◆ YOUR INSTRUCTIONS ◆
Pick out every line of the data below that contains the word "robe".

◆ STORED RECORDS ◆
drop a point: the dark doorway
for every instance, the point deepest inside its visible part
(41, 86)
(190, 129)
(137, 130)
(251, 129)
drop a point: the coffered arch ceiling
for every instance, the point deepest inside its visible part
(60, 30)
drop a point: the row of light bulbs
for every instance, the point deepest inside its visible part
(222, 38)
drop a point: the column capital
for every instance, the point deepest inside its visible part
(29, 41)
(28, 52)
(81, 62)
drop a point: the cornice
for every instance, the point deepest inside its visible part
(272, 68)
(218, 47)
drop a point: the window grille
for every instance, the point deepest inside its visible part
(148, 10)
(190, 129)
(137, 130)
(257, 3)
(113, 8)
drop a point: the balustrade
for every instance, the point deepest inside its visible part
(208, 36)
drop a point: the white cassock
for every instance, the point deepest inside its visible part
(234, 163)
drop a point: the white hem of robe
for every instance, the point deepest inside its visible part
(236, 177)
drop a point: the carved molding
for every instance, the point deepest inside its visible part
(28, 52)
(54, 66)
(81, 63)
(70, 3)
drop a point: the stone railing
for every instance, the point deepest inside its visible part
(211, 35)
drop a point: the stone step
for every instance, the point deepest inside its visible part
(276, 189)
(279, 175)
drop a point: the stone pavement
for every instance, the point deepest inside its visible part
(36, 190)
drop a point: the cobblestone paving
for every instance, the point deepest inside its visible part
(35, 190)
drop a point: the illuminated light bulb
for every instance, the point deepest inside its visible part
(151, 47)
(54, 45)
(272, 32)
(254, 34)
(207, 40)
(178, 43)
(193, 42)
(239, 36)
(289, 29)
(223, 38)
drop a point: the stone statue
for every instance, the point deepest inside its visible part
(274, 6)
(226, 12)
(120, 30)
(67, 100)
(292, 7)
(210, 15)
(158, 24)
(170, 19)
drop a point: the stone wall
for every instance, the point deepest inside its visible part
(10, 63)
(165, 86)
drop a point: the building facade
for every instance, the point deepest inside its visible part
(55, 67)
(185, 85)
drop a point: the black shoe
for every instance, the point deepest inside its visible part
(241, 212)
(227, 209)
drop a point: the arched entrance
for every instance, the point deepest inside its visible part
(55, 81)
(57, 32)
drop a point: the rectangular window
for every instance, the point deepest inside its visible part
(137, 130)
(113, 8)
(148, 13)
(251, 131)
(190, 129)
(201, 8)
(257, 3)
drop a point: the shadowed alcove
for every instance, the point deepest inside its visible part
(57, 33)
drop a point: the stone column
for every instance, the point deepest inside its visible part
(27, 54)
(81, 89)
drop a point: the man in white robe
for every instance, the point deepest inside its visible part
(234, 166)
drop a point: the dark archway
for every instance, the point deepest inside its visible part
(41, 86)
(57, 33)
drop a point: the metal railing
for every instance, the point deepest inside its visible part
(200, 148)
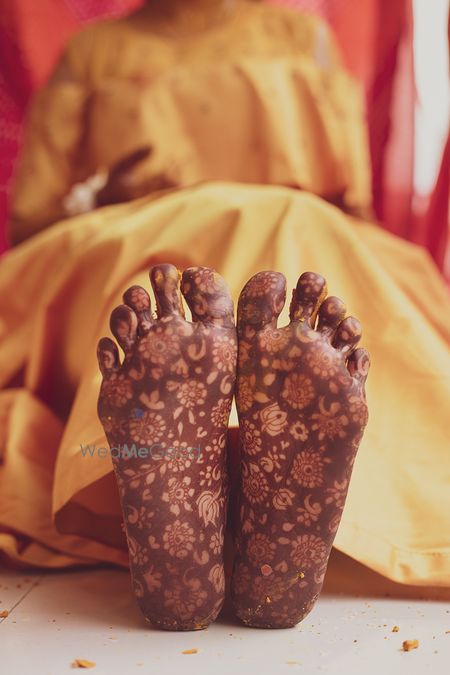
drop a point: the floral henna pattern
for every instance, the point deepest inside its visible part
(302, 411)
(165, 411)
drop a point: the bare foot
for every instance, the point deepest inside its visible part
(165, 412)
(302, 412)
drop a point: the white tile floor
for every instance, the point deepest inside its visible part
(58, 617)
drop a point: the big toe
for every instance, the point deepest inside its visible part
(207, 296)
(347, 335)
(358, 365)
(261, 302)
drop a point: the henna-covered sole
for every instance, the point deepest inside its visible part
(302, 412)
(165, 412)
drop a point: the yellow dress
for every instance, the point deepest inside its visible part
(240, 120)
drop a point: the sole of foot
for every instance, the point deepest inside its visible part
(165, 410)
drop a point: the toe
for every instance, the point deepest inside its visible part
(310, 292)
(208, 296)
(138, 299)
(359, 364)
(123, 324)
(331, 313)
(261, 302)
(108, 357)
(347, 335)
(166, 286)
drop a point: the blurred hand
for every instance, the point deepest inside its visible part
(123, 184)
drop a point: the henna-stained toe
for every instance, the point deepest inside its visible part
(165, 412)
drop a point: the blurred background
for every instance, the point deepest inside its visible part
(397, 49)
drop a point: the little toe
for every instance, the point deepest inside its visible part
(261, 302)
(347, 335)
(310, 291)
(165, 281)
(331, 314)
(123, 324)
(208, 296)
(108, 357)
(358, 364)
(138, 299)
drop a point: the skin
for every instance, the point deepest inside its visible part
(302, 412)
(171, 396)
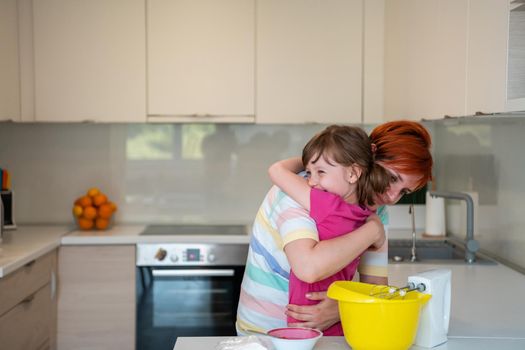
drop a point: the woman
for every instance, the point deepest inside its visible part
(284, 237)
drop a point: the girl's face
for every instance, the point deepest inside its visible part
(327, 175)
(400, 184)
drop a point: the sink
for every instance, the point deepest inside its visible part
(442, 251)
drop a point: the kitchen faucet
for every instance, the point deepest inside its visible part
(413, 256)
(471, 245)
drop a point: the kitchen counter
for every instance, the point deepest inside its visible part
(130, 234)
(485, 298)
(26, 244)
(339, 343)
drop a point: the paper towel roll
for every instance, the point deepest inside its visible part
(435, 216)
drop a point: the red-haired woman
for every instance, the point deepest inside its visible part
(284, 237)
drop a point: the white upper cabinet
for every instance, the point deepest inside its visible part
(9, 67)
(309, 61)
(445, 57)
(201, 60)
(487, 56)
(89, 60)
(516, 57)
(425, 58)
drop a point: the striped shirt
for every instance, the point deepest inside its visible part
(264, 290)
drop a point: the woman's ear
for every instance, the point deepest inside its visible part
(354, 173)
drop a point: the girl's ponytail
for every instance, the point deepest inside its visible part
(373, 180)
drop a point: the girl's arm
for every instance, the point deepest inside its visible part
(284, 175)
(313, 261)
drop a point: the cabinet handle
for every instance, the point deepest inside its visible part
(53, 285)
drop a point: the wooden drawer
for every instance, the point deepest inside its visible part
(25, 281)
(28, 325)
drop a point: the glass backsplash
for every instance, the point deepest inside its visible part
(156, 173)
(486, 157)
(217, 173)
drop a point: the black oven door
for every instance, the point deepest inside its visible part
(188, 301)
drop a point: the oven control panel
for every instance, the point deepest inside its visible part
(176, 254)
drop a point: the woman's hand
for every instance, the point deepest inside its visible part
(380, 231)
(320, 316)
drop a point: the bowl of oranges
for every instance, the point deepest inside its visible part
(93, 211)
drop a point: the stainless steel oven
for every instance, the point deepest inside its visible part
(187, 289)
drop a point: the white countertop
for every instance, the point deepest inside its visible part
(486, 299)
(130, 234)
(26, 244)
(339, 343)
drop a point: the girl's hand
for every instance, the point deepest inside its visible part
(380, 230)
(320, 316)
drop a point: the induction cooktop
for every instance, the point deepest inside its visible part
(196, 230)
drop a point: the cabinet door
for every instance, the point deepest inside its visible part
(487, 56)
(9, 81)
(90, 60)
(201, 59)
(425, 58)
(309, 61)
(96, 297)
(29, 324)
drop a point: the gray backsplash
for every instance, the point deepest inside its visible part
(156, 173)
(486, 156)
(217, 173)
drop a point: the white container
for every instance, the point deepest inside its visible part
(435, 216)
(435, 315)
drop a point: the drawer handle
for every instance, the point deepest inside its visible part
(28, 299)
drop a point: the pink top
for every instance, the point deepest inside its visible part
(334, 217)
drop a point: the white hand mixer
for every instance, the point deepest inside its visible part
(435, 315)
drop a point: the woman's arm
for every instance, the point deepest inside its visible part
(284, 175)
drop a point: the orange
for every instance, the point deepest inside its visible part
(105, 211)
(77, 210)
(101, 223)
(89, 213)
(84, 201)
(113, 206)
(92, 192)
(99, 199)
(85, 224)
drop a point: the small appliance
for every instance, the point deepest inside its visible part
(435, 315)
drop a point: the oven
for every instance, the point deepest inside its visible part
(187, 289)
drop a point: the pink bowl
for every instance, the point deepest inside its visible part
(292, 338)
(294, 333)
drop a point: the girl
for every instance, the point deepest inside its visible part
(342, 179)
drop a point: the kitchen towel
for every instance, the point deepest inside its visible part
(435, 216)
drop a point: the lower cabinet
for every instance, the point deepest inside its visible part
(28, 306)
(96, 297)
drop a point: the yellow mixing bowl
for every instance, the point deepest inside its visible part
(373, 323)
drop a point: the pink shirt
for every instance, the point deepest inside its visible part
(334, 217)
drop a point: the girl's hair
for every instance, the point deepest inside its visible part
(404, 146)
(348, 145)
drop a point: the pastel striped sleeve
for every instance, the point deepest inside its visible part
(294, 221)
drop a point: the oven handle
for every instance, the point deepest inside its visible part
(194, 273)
...
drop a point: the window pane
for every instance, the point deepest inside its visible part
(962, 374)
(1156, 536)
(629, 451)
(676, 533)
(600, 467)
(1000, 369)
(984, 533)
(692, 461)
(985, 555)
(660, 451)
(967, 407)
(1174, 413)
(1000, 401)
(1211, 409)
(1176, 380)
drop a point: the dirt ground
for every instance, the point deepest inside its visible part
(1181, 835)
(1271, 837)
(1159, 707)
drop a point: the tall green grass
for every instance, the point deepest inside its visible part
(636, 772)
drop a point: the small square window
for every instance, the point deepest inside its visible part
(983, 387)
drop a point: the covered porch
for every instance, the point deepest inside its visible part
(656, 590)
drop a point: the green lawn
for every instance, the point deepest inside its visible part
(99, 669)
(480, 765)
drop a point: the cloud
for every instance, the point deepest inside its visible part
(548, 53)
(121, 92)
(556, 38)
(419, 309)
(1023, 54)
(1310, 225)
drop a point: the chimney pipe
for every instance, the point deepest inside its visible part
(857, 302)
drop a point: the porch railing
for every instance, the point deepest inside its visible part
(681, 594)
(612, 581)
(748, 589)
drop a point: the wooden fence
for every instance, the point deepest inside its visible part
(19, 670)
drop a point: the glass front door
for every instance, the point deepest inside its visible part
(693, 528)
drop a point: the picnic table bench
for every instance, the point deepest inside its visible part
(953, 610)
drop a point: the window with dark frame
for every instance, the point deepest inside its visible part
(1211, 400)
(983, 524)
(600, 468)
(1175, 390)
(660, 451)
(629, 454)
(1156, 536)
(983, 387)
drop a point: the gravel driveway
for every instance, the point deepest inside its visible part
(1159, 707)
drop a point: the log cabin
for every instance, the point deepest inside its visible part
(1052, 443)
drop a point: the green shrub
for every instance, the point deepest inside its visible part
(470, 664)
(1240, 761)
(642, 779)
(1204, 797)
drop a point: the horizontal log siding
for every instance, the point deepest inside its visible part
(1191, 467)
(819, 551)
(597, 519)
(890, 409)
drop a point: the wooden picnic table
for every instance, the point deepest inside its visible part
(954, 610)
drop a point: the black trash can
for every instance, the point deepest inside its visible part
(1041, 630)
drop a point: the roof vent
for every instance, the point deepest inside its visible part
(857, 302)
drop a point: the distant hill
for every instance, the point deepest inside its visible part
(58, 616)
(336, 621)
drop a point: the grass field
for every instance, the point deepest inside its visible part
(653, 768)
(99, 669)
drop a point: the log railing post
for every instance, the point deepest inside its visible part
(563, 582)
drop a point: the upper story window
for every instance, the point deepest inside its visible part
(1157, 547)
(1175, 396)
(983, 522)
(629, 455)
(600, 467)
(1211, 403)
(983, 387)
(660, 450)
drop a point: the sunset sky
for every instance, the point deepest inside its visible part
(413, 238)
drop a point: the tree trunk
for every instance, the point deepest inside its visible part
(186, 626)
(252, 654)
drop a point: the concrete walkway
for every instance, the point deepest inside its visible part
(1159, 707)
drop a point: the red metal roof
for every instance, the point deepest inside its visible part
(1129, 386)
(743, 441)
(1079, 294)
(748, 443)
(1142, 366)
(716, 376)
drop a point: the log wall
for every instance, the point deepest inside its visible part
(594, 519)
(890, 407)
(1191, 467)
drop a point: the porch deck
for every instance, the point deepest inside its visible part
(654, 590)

◆ WRITTEN REPLY ◆
drop a point: the white hem of robe
drop a point: the man in white robe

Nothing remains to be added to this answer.